### PROBLEM DESCRIPTION:
Note each line of the entries that includes "umbrella". Then copy those lines.

+ + +

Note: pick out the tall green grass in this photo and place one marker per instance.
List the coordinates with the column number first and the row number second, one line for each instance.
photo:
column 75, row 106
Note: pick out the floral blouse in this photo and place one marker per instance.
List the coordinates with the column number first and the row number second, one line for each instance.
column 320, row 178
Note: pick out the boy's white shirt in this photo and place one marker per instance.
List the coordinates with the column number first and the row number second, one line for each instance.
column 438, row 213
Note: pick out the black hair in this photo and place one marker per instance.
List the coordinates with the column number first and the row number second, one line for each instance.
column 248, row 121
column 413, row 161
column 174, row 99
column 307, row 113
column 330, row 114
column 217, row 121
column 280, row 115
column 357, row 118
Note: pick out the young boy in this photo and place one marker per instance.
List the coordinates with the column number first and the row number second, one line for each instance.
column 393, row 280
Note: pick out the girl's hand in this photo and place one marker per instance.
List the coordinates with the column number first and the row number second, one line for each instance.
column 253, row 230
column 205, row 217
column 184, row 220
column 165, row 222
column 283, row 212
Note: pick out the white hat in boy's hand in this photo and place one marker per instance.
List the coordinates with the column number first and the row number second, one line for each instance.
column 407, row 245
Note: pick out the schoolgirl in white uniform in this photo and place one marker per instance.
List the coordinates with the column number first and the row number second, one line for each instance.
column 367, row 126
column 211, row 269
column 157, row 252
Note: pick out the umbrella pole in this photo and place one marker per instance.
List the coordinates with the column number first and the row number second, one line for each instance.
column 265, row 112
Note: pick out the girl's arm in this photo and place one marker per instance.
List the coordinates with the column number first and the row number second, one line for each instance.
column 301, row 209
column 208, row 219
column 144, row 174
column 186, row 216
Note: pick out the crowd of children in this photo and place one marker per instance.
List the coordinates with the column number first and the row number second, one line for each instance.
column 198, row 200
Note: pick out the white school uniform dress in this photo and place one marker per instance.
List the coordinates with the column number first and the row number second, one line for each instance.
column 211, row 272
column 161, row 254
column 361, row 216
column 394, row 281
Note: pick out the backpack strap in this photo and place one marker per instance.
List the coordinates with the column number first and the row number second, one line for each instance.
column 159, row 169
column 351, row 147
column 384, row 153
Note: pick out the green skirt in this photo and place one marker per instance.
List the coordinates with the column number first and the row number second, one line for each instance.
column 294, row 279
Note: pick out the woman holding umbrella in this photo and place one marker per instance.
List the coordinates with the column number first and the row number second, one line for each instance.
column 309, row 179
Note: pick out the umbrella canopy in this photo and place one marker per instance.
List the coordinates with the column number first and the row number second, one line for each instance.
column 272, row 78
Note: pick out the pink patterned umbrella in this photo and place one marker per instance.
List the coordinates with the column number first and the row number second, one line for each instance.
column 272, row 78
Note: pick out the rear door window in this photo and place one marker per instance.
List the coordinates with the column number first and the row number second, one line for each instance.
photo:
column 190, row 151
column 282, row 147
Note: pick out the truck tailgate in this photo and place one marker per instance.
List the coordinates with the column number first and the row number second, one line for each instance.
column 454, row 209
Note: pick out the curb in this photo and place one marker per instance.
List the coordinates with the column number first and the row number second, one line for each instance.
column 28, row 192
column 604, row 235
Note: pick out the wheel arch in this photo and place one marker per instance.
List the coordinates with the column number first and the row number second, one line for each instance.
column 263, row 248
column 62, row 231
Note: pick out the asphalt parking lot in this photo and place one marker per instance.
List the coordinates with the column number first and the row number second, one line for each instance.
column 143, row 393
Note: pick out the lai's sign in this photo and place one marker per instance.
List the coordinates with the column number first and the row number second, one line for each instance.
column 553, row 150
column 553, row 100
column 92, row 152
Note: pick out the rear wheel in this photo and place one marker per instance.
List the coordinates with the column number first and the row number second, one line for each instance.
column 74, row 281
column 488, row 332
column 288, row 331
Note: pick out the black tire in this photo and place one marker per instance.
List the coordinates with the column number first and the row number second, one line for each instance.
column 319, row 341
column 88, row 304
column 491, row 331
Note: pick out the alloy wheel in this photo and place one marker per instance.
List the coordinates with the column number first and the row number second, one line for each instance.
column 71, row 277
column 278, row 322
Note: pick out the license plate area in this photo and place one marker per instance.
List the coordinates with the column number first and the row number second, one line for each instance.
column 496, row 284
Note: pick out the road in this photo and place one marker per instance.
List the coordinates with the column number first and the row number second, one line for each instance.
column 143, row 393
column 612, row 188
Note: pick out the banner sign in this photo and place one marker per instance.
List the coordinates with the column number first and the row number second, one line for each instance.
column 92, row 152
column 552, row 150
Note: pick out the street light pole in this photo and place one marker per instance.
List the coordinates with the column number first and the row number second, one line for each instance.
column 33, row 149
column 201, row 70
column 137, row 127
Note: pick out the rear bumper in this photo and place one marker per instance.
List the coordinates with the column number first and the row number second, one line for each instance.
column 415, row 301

+ + +

### EXERCISE OUTPUT:
Note: pick out the umbrella pole in this photo and place one marker per instance.
Note: pick out the woman holding umbrella in this photo and place one marker per instance.
Note: pick out the umbrella canopy in this photo and place one marker per instance.
Note: pick out the pink patterned umbrella in this photo and place one marker per instance.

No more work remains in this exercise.